■ TASKS FOR THIS EXERCISE ■
1. In the blog post, what was the writer wishing for the refugees when dedicating the walk to them?
2. Update the blog post from the words "But I have found" through the words "through mindfulness meditation.", changing "sages" to "teachers".

■ TEXT SEGMENT ■

My true home is life itself. My true home is the here and the now.
–Thich Nhat Hanh
Filed under the label stuff I tell myself is the adage that we shouldn’t postpone our happiness.
When I came home from the Camino, my heart was cracked wide open from the effort of walking by myself from the Pyrenees in France to Santiago de Compostela in Spain.
A woman whose heart has cracked open looks like this: she cries over the littlest things, or she experiences sympathetic joy (not the typical jealousy or envy she used to feel); she’s in tender mode; she’s patient with those who still don’t know they are on a pilgrimage.
Because we are all on a pilgrimage, whether we know it or not.
Lately, though, I had been postponing my happiness and slowly I felt my heart begin to harden. I had been caring for my mother-in-law for a month and a half, and walking had become an escape from the fact of her constant presence in the house. Rather than walking to reconnect with myself, I was walking to escape. I was postponing my peace of mind until the day she would go to Chicago.
I found myself already planning my next pilgrimage to France without having fully processed and integrated my recent journey to Spain. An escape maybe?
But I have found comfort and redirection in the words of one of our time’s greatest sages, Thich Nhat Hanh, a world-renowned Vietnamese Zen Buddhist monk who has helped refugees and war victims recover from their trauma through mindfulness meditation.
In his audiobook titled Living Without Stress or Fear, Thich Nhat Hanh explains how mindful walking can reconnect us with the present moment, the only moment where life takes place. He suggests while walking to breathe in and think “I have arrived,” and on the exhale to think “I am home.”
Mindful walking does not have any outward destination in mind, but rather it is inward. When we reconnect with the simple act of breathing and walking, we rediscover happiness in the present moment. That’s how it works for me, and it works for others, too.
Today while walking I also let my mind drift to the many refugees that are trying to escape Syria by any means possible, whether on foot or by makeshift boats. I dedicated my walk to them, wishing that they find inner peace as well as a means of escaping the physical threats they are under. We can’t experience inner peace while our very lives are under attack. They have to find a way out of danger.
And so I felt much gratitude for having the freedom to step out of my house and walk, with my only goal to connect with the ease of my breath, the ease of being. Walking is not an act that we can take for granted. Connecting to the joy of being alive is what I am grateful for today.
6 thoughts on “My True Home”
Christine, I think I just love you and the way you process the world–it’s open (even as you note your heart “hardening”) and affirming, and it’s so alien from me and the slog I seem to find myself in. I’m also going to get a copy of Living without Stress or Fear, because that’s something I clearly need these days. Thank you for that suggestion, and thank you always for your blog, which always reminds me about peace.
JC, I feel the same way about your writing! You are honest about the slog (we all have to slog through that swampy slog) and depict it vividly. I’m telling you, I love listening to THich Nhat Hanh. After you get used to his accent, the listening is like a meditation.
Thank you for this. ❤
Thanks for reading, Andrea. Peace to you!
What a lovely sharing. Thank you dear friend. May you continue to walk with ease and joy.
Thank you for reading and responding! Thich Nhat Hanh is such a grounding teacher.

Saved entries
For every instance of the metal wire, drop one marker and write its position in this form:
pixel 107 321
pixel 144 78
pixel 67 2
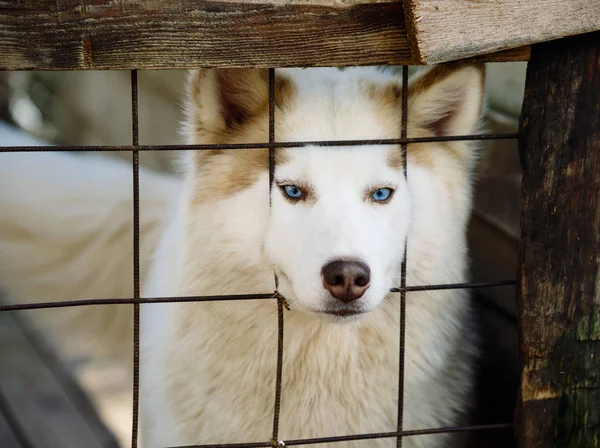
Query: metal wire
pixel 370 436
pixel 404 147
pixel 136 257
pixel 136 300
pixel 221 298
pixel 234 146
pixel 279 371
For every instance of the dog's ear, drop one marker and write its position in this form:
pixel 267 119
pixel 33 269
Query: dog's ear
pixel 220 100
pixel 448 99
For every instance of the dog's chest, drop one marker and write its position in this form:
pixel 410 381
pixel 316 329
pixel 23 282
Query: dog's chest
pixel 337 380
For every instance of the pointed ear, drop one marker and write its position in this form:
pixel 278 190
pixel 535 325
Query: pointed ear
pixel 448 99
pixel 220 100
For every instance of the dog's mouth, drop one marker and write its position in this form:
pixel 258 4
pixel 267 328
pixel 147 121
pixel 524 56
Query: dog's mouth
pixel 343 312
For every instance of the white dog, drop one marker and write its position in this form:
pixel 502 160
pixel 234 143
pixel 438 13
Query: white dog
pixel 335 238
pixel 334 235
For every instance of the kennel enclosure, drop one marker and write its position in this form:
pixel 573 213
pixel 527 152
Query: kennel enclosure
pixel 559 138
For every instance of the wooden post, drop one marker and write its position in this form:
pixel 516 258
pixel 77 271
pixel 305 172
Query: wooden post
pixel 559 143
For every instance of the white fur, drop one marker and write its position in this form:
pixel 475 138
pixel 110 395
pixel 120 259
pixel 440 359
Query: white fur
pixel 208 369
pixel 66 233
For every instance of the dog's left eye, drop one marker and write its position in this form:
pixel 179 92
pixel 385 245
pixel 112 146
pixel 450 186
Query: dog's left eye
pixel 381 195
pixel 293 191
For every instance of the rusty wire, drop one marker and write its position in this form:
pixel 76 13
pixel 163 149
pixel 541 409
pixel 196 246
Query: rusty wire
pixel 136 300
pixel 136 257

---

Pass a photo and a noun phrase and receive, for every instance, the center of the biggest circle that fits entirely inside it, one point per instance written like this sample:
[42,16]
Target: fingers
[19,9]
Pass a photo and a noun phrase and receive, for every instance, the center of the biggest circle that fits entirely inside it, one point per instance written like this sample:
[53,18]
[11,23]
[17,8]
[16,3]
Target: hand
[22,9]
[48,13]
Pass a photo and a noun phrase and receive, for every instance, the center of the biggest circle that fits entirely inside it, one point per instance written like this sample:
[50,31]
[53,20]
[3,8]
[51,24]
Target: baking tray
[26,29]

...

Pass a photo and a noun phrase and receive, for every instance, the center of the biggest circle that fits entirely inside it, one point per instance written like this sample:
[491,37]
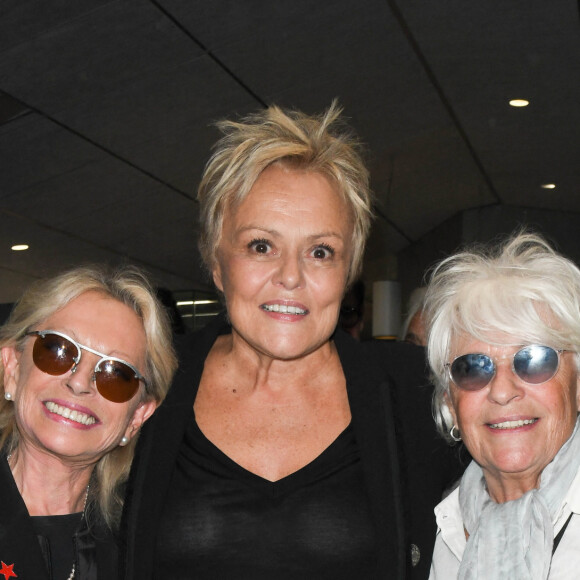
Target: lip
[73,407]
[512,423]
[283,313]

■ RESULTS OF THE EXERCISE ■
1. That they find inner peace as well as a means of escaping the physical threats they are under.

2.
But I have found comfort and redirection in the words of one of our time’s greatest teachers, Thich Nhat Hanh, a world-renowned Vietnamese Zen Buddhist monk who has helped refugees and war victims recover from their trauma through mindfulness meditation.